╭─ 抽出テキスト
ほかに中華系デザートやカフェ専門、ビャンビャン麺などの麺料理専門、麻辣湯(マーラータン)(辛いスープ料理)専門などの店があり、「中間層」の在日中国人が訪れる。中国と同じく、日本の中国人社会も「中間層」の幅が広いので、それぞれの好みに合わせて、ガチ中華の細分化が進んだのではないか、と筆者は考えている。

近年、日本に移住してきた富裕層をターゲットにしたのか、新たな潮流として開店したのが、ガチな高級中華料理店だ。
╰─
╭─ 提供エントリ
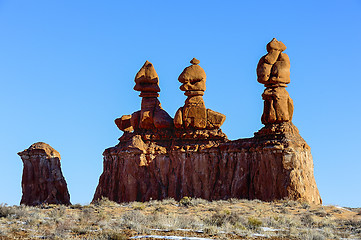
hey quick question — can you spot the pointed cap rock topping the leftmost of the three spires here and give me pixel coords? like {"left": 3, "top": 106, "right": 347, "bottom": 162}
{"left": 134, "top": 61, "right": 160, "bottom": 92}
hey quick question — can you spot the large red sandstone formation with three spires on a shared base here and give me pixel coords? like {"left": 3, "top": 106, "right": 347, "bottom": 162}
{"left": 93, "top": 44, "right": 321, "bottom": 204}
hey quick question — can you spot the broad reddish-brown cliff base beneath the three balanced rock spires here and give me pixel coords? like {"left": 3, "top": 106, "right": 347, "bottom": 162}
{"left": 93, "top": 123, "right": 322, "bottom": 204}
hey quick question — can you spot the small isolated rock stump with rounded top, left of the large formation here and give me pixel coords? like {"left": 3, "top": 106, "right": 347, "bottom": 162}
{"left": 18, "top": 142, "right": 70, "bottom": 206}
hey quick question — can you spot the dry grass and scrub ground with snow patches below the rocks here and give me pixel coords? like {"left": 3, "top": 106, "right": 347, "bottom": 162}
{"left": 0, "top": 198, "right": 361, "bottom": 240}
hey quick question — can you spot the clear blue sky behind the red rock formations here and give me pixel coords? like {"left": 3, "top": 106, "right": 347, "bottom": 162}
{"left": 0, "top": 0, "right": 361, "bottom": 207}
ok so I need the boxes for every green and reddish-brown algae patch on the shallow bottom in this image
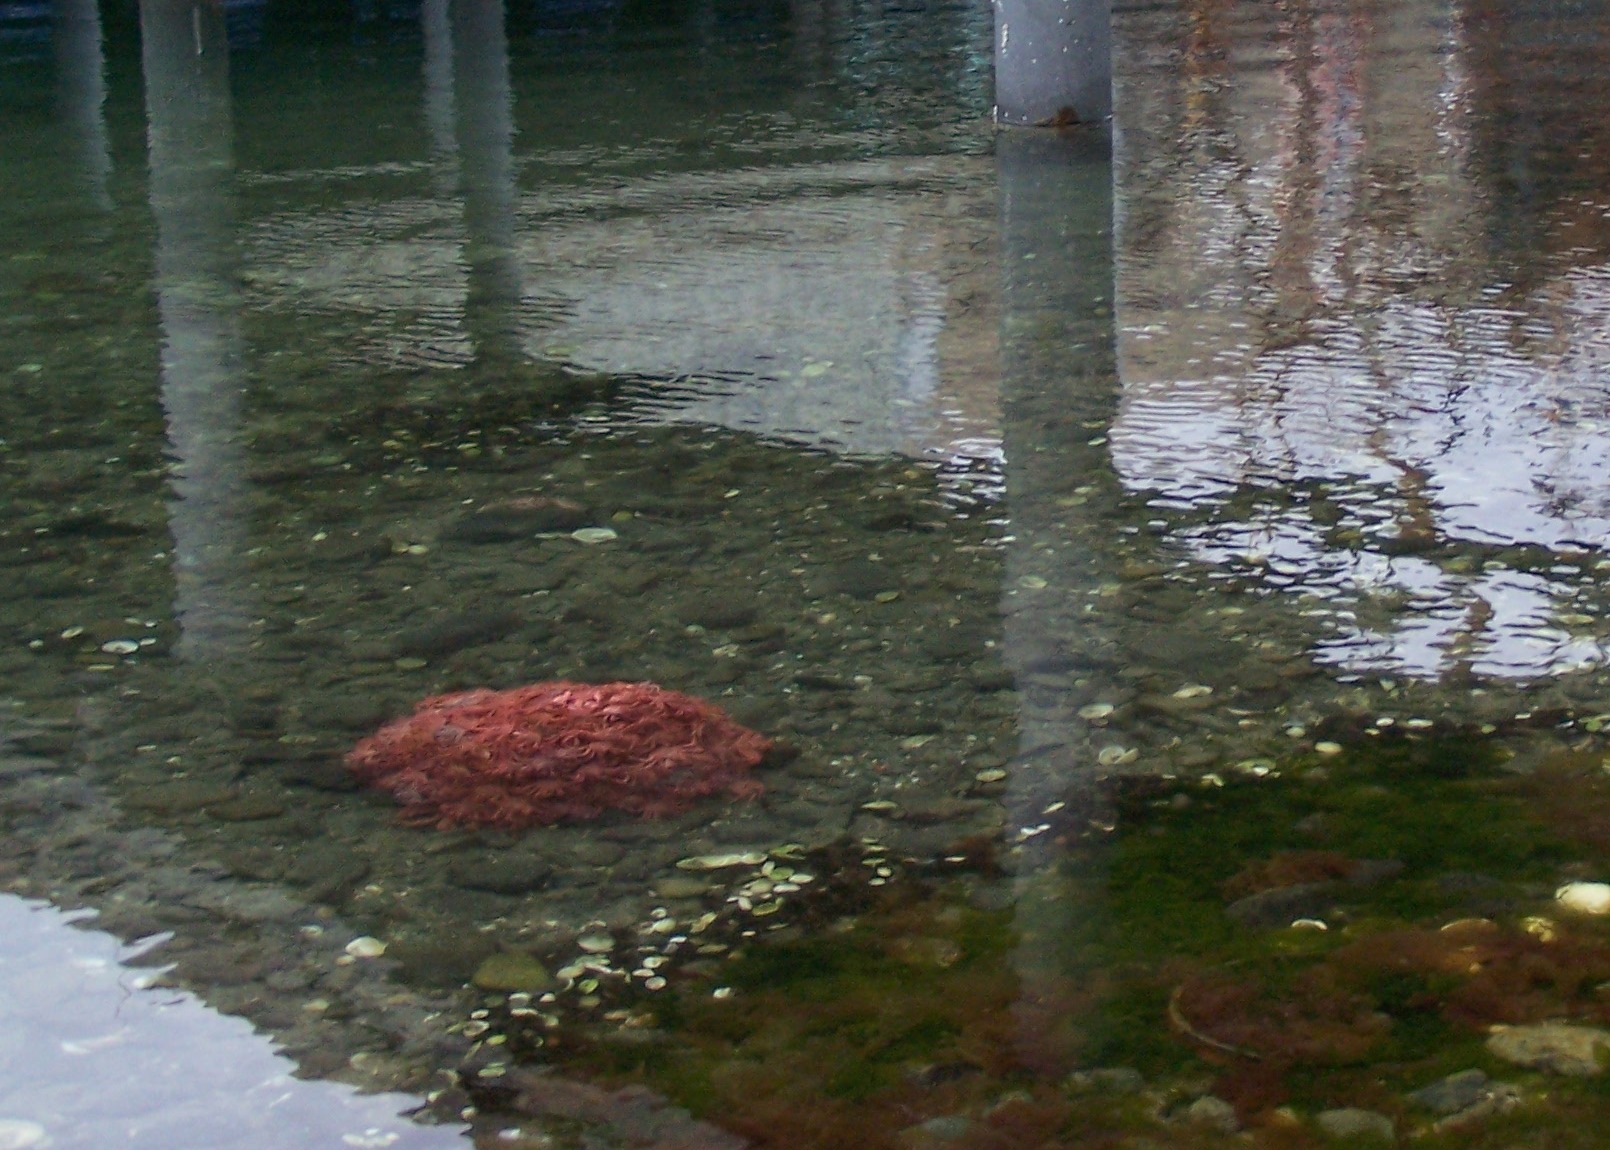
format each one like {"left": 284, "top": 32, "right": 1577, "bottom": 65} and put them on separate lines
{"left": 511, "top": 736, "right": 1610, "bottom": 1150}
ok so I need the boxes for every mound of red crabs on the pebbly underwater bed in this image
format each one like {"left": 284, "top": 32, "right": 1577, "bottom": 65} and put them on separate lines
{"left": 346, "top": 681, "right": 771, "bottom": 828}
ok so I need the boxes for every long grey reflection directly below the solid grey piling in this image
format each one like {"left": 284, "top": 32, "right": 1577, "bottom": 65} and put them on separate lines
{"left": 995, "top": 127, "right": 1137, "bottom": 1066}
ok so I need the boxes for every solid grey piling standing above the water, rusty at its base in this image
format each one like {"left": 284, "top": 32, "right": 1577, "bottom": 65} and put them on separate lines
{"left": 993, "top": 0, "right": 1113, "bottom": 127}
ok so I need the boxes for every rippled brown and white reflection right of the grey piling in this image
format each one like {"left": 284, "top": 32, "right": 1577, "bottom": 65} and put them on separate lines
{"left": 1113, "top": 5, "right": 1610, "bottom": 678}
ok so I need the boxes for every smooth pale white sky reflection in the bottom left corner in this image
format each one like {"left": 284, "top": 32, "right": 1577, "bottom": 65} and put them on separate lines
{"left": 0, "top": 896, "right": 464, "bottom": 1150}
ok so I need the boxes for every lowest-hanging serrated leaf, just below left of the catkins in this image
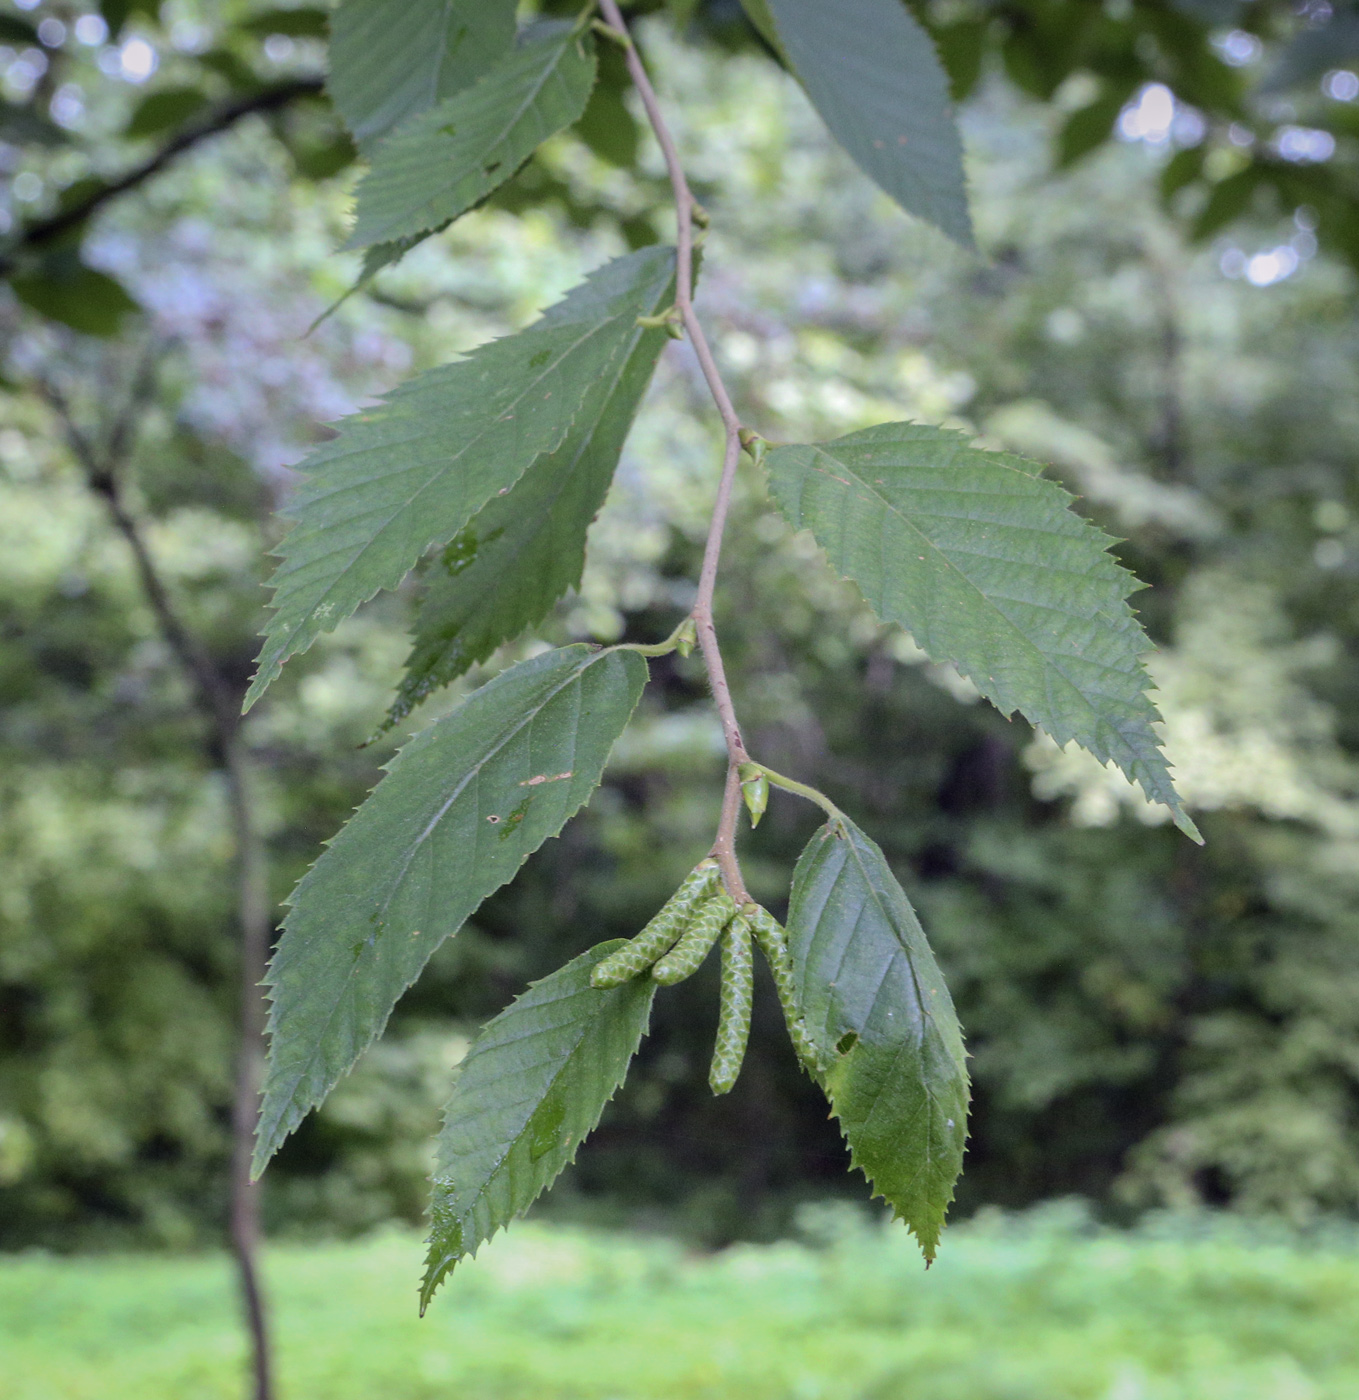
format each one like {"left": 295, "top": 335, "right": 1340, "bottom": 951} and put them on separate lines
{"left": 420, "top": 938, "right": 656, "bottom": 1312}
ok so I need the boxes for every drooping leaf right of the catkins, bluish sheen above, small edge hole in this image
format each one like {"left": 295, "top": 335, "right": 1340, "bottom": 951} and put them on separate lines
{"left": 788, "top": 818, "right": 967, "bottom": 1261}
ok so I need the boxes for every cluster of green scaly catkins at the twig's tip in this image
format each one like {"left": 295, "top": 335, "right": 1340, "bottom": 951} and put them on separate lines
{"left": 591, "top": 860, "right": 819, "bottom": 1093}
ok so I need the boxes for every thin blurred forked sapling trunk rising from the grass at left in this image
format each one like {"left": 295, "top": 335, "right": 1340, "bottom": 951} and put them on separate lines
{"left": 34, "top": 364, "right": 273, "bottom": 1400}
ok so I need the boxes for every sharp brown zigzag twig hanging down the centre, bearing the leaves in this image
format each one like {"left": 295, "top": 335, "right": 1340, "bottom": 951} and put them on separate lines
{"left": 599, "top": 0, "right": 750, "bottom": 904}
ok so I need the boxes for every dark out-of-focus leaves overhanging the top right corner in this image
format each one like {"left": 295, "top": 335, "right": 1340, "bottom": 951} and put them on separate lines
{"left": 921, "top": 0, "right": 1359, "bottom": 266}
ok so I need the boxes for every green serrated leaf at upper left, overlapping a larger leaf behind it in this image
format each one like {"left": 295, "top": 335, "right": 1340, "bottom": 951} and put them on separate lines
{"left": 346, "top": 27, "right": 595, "bottom": 248}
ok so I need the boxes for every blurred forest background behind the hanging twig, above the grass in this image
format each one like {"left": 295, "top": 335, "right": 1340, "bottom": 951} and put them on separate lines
{"left": 0, "top": 0, "right": 1359, "bottom": 1249}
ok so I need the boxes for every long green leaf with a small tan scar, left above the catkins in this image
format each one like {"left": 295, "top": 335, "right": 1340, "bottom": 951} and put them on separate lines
{"left": 255, "top": 645, "right": 647, "bottom": 1170}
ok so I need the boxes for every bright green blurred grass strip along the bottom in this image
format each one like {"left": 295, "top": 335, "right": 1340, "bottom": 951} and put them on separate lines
{"left": 0, "top": 1218, "right": 1359, "bottom": 1400}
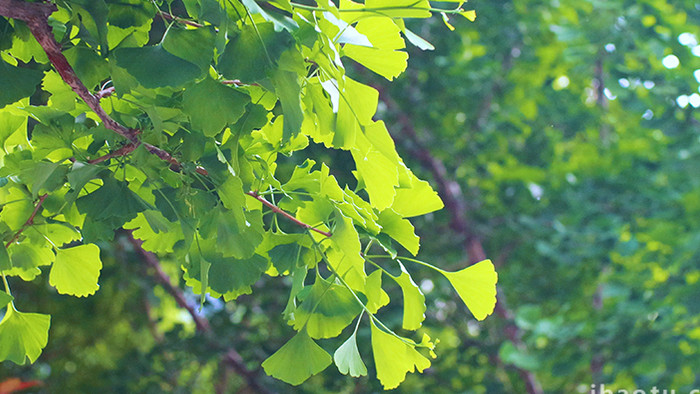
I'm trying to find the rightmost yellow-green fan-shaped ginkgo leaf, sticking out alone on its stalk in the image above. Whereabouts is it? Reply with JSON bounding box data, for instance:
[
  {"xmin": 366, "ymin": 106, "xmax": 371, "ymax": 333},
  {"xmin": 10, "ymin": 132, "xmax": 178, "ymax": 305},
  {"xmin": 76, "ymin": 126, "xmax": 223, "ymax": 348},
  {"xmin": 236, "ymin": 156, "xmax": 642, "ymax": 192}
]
[{"xmin": 440, "ymin": 260, "xmax": 498, "ymax": 320}]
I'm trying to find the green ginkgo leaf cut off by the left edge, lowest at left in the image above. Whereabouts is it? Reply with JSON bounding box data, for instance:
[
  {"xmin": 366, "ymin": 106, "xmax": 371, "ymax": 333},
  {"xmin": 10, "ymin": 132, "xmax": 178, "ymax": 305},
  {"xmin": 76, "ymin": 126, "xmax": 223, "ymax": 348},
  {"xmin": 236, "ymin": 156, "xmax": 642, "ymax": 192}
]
╰─
◆ **作業指示**
#1 ガチ中華に関する本文から、「ほかに中華系デザートやカフェ」で始まり「が、ガチな高級中華料理店だ。」で終わる部分を一字一句違えずに書き写せ。
#2 ガチ中華に関する本文に基づき、次の問いに答えよ。
(a) 麻辣湯はどのような料理と説明されているか。
(b) 日本の中国人社会において、幅が広いとされているのはどの層か。
(c) 近年、新たな潮流として開店したのはどのような店か。
#3 ガチ中華に関する本文の最後の文に続けて、同じ文体で文章を書き進めよ。
エントリは本文とは別の資料である。

◆ **各項目の解答**
#1
ほかに中華系デザートやカフェ専門、ビャンビャン麺などの麺料理専門、麻辣湯(マーラータン)(辛いスープ料理)専門などの店があり、「中間層」の在日中国人が訪れる。中国と同じく、日本の中国人社会も「中間層」の幅が広いので、それぞれの好みに合わせて、ガチ中華の細分化が進んだのではないか、と筆者は考えている。

近年、日本に移住してきた富裕層をターゲットにしたのか、新たな潮流として開店したのが、ガチな高級中華料理店だ。

#2
(a) 辛いスープ料理
(b) 「中間層」
(c) ガチな高級中華料理店

#3
その代表的な存在が台州料理。上海に近く、東シナ海に面した浙江省台州市の料理で、ここ数年、中国全土で急速に知名度を上げている。中国の知人によると、以前は台州という都市自体、知名度が高くなかったが、『新栄記』(シンロンジー)という高級台州料理店が21年に北京でミシュランに選ばれたことがきっかけで有名になった。

同店は95年に創業し、北京や上海の一等地に出店し、じわじわと評判を上げた。マナガツオやイシモチといった魚や蟹などの海鮮料理が有名。同店の成功を機に、他の台州料理店も台州以外の都市に出店するようになった。